■ **Record set**:
▬▬▬
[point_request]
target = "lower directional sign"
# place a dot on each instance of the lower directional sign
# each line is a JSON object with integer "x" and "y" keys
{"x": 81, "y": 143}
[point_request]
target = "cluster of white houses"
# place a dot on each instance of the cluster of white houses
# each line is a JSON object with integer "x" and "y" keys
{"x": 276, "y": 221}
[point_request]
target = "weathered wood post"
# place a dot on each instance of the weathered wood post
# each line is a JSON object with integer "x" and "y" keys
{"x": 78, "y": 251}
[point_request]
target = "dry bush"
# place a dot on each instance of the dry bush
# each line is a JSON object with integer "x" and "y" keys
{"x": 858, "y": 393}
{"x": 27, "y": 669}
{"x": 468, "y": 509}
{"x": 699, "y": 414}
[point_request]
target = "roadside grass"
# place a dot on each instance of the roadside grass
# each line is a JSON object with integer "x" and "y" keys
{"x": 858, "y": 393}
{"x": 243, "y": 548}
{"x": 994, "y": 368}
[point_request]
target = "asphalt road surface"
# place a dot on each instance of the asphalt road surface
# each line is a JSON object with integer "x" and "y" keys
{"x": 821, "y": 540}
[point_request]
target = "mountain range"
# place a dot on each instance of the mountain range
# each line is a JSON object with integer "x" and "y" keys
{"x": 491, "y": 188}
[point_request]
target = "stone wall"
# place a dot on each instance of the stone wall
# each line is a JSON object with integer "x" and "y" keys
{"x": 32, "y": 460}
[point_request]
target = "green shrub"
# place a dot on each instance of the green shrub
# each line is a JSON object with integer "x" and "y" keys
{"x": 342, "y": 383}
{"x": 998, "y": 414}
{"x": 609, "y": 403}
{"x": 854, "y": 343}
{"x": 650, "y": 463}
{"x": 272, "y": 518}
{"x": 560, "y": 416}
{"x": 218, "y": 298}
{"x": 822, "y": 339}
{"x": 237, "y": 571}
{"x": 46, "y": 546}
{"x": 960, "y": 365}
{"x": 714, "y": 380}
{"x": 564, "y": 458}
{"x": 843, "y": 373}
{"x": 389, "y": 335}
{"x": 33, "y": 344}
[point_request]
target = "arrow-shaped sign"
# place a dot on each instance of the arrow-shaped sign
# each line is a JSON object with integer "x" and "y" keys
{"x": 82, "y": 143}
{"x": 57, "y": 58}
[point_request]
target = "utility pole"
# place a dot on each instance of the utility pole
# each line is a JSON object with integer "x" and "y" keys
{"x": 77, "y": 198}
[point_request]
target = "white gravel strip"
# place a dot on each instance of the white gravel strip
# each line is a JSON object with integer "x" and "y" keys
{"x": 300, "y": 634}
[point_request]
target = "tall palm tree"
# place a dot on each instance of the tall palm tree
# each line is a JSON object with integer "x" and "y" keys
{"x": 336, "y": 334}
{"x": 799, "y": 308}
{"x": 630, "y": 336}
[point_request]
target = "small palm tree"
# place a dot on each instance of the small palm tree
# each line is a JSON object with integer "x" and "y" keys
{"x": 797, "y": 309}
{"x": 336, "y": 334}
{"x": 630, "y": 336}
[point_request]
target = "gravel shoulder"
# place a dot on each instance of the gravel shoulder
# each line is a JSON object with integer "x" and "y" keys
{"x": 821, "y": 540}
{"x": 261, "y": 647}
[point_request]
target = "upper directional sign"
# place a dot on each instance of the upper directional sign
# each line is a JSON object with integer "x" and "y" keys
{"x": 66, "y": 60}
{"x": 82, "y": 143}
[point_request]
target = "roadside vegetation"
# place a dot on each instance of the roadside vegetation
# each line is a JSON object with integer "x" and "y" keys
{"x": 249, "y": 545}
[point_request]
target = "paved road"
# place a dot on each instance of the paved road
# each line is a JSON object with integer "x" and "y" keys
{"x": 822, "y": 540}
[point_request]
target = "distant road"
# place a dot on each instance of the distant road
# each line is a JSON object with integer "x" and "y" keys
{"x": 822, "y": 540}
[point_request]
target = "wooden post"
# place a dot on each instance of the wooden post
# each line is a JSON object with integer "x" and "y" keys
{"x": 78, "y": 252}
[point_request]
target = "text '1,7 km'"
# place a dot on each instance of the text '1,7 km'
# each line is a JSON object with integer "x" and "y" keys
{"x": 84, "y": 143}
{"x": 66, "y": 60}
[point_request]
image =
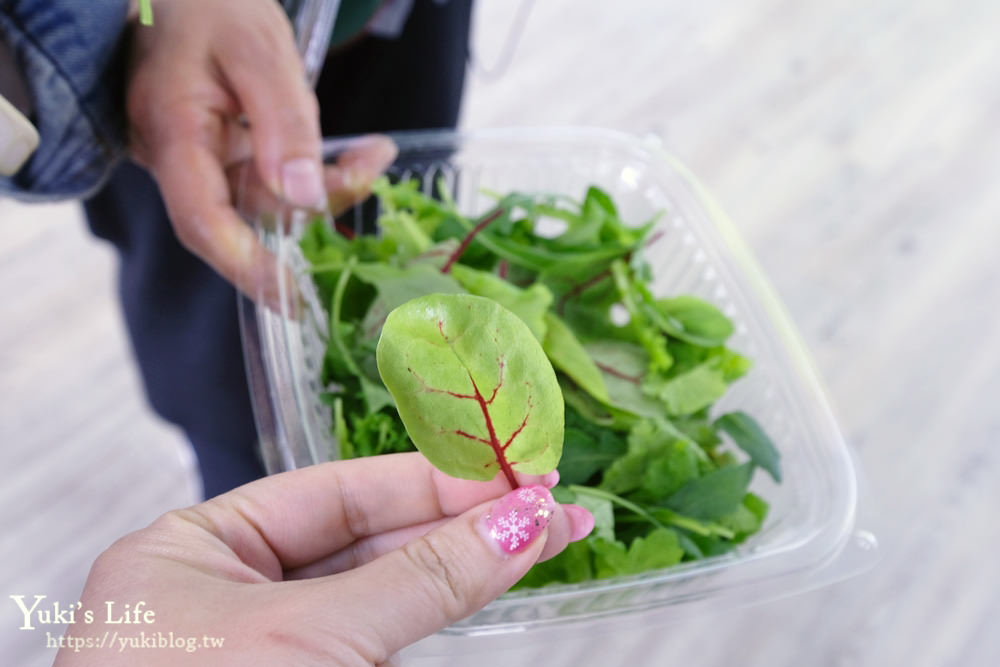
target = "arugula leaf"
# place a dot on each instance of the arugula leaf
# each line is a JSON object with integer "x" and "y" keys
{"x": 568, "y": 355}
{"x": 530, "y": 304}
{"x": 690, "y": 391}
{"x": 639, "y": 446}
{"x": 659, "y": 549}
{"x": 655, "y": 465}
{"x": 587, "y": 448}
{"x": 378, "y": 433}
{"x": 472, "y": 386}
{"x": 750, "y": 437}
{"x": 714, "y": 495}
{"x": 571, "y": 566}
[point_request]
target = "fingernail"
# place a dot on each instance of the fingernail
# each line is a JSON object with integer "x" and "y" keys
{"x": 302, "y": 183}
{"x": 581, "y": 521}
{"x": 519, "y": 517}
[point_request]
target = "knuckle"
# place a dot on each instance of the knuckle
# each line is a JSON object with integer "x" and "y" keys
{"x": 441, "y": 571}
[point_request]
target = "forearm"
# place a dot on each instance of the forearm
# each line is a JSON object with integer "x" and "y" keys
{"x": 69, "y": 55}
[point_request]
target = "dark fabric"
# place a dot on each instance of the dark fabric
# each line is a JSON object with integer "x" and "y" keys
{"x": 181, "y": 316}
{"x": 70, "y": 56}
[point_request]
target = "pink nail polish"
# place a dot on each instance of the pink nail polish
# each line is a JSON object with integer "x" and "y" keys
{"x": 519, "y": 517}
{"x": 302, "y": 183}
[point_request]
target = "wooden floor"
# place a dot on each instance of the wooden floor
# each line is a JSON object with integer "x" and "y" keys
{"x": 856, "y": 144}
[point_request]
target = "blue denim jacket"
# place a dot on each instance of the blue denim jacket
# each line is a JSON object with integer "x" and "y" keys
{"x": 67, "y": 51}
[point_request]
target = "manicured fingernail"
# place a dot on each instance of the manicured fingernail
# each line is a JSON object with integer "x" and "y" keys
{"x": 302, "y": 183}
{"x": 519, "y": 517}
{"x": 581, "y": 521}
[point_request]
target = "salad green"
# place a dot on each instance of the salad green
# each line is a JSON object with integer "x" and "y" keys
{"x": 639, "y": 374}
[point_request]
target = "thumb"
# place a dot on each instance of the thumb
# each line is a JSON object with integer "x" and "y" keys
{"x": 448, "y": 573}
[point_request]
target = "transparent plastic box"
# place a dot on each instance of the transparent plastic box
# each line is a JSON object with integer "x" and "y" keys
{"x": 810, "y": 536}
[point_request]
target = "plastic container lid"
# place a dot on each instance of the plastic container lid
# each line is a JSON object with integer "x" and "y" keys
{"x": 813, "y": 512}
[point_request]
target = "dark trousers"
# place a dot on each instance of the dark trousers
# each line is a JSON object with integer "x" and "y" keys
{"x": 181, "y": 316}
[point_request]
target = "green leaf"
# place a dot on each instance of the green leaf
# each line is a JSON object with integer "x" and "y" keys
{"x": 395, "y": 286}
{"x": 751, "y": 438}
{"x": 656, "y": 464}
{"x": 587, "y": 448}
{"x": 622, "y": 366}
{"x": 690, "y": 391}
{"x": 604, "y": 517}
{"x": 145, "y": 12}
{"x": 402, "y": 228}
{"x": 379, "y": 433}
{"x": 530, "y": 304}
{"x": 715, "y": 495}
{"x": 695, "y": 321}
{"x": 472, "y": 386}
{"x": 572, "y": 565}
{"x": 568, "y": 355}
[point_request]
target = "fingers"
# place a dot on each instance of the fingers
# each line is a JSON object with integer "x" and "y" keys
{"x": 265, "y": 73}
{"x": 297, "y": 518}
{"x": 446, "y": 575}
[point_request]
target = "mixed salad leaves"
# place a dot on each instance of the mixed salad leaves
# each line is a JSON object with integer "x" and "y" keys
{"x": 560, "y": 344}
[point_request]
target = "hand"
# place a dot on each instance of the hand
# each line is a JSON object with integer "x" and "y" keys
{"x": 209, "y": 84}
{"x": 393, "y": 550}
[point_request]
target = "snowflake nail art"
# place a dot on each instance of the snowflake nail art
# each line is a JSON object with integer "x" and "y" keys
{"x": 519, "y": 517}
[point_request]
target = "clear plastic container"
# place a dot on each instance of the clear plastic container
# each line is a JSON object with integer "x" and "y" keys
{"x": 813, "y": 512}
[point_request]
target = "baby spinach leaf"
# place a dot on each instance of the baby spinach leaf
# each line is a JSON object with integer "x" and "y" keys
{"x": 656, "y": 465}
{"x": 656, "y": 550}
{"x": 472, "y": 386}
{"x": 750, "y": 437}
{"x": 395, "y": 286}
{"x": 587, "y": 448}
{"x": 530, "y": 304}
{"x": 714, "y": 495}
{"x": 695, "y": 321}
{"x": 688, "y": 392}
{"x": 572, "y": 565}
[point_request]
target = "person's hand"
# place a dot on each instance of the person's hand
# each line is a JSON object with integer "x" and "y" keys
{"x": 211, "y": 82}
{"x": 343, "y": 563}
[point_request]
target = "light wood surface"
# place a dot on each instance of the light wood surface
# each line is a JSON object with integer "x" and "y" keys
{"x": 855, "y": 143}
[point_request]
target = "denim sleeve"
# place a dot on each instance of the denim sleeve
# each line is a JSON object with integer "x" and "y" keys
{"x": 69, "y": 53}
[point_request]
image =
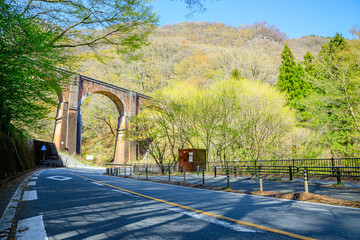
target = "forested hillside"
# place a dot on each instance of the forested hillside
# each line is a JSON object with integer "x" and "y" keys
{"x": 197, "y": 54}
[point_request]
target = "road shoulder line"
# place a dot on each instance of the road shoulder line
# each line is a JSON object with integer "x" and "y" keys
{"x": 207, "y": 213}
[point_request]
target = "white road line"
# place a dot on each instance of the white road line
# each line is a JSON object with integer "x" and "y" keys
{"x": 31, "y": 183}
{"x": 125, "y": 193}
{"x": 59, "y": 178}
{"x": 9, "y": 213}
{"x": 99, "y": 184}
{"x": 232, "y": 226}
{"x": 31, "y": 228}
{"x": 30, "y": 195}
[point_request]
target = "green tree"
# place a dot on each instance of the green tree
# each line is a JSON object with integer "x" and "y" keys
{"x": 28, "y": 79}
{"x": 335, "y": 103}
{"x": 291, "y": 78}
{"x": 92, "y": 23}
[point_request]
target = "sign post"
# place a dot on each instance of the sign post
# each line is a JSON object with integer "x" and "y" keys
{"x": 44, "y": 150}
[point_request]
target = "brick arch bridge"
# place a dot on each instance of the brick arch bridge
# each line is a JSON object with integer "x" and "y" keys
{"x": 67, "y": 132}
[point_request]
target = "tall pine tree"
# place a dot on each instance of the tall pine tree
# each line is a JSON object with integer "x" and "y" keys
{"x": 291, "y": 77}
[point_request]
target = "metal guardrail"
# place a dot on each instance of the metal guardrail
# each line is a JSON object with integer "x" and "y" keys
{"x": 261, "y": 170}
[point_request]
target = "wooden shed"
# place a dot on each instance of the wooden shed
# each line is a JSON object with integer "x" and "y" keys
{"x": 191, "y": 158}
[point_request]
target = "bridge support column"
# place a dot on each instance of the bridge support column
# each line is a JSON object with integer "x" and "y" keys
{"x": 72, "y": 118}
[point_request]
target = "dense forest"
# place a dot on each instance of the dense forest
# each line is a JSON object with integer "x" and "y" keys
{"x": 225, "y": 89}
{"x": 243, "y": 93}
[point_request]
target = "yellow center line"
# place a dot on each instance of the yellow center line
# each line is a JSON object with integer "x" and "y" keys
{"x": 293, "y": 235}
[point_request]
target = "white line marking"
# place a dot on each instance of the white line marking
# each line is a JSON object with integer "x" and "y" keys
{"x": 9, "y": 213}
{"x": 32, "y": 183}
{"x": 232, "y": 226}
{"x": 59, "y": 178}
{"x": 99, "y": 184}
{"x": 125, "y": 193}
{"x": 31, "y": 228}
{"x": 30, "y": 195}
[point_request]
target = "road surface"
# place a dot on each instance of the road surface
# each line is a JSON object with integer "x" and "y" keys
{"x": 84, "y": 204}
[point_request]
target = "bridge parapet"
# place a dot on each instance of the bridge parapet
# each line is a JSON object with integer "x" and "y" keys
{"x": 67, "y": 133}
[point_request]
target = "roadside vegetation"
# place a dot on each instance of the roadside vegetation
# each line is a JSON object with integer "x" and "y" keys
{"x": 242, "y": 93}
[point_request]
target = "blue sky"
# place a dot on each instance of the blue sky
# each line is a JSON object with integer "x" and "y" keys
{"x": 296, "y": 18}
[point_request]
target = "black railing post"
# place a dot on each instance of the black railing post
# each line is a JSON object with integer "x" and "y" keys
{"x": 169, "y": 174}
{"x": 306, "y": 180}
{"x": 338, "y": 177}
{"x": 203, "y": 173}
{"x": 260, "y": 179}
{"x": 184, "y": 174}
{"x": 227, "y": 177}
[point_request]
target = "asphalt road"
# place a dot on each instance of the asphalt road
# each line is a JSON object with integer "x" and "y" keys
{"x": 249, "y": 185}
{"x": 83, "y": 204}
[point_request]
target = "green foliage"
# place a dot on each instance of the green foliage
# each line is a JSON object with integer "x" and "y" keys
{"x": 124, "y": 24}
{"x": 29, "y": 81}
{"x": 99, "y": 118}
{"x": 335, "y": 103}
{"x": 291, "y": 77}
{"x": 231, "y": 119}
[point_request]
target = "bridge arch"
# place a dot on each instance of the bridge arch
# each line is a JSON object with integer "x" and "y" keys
▬▬▬
■ **Work required**: How many lines of the listing contain the string "upper", with case counting? Reply with the number alone.

■ **Full answer**: 2